---- Extrait du texte

Où en est l’économie sociale et solidaire (ESS), dix ans après la loi qui porte votre nom ?
Benoît Hamon : L’économie sociale et solidaire est plus omniprésente que jamais en France et elle prend de plus en plus de place dans la vie des Français. Dix ans après la loi ESS, on voit bien que les entreprises du secteur prennent en charge de nombreux services indispensables dans des secteurs d’intérêt général. Dans l’accès aux soins, la prise en charge de la vulnérabilité, les crèches, la question du handicap, dans le secteur du recyclage, du réemploi, des recycleries, des banques alimentaires et de l’accès à l’alimentation, ou encore dans le champ du sport, des loisirs, et de l’accès à la culture… Bien souvent, ce sont des entreprises de l’ESS qui gèrent, et qui permettent aux citoyens d’accéder à des services de qualité. Je dirais que l’ESS est à la fois plus que jamais essentielle à l’économie française et à la fois un ciment indispensable de la cohésion sociale du pays.
Et pourtant, et c’est tout le paradoxe, l’ESS est aussi plus que jamais menacée. L’économie sociale et solidaire est en gros dans la situation dans laquelle était l’industrie dans les années 1970-80, c’est-à-dire à un moment clé de son histoire où elle fait face à un risque réel de décrochage et de dépérissement. Le secteur est fragile, et de plus en plus d’entreprises de l’ESS sont en difficulté, ont du mal à s’en sortir. Malgré les alertes, la France est en train de les laisser mourir alors que l’on a profondément besoin d’elles.
Comment expliquez-vous ces difficultés ?
B. H. : C’est le résultat de l’accumulation de mauvais choix politiques ces dernières années. Il y a une véritable lâcheté de la part de certains dirigeants et de certains pouvoirs publics, qui n’ont pas voulu soutenir l’ESS. Ils ont fait des comptes d’apothicaires, prétextant par exemple que cela coûte trop cher, que le secteur est déjà assez soutenu financièrement. On a préféré financer des licornes, des start-up lucratives, des grandes multinationales, plutôt que les entreprises de l’ESS, qui sont au contact des citoyens dans les territoires. Mais ceux qui ont fait ces choix oublient que l’Etat et les municipalités ne financent pas les structures de l’ESS juste par plaisir ou par charité, mais parce qu’elles produisent un service pour la collectivité, souvent à la place des pouvoirs publics.

--------
---- Extrait de la source

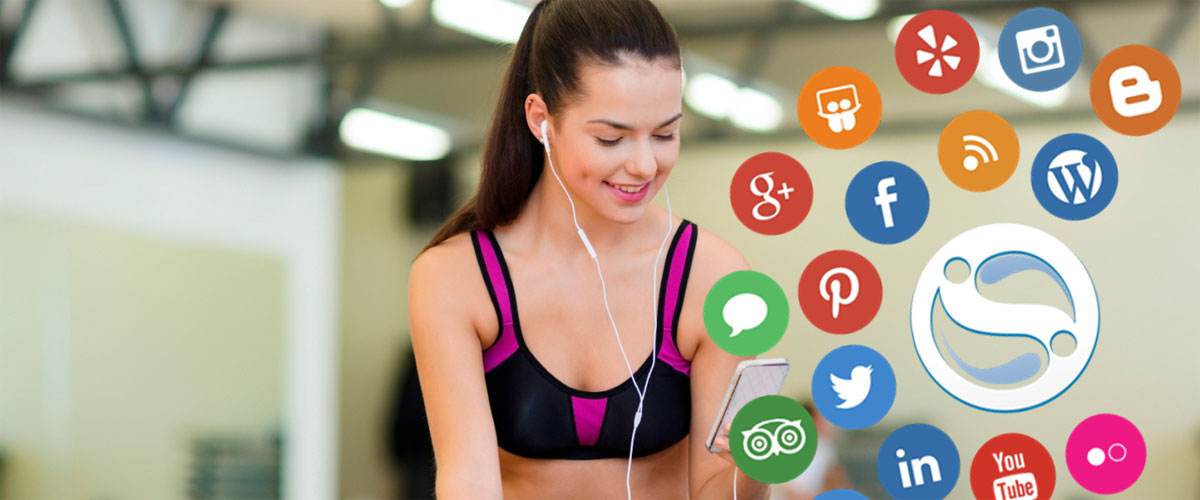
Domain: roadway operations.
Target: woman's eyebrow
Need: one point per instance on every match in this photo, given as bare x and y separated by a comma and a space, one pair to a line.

--------

#### [But de l'exercice]
Dans l'entretien sur l'économie sociale et solidaire, recopiez le passage qui va de "B. H. : C’est" jusqu'à "des pouvoirs publics.". Le matériel ci-dessus ne sert pas pour cet exercice.

#### [Réponse]
B. H. : C’est le résultat de l’accumulation de mauvais choix politiques ces dernières années. Il y a une véritable lâcheté de la part de certains dirigeants et de certains pouvoirs publics, qui n’ont pas voulu soutenir l’ESS. Ils ont fait des comptes d’apothicaires, prétextant par exemple que cela coûte trop cher, que le secteur est déjà assez soutenu financièrement. On a préféré financer des licornes, des start-up lucratives, des grandes multinationales, plutôt que les entreprises de l’ESS, qui sont au contact des citoyens dans les territoires. Mais ceux qui ont fait ces choix oublient que l’Etat et les municipalités ne financent pas les structures de l’ESS juste par plaisir ou par charité, mais parce qu’elles produisent un service pour la collectivité, souvent à la place des pouvoirs publics.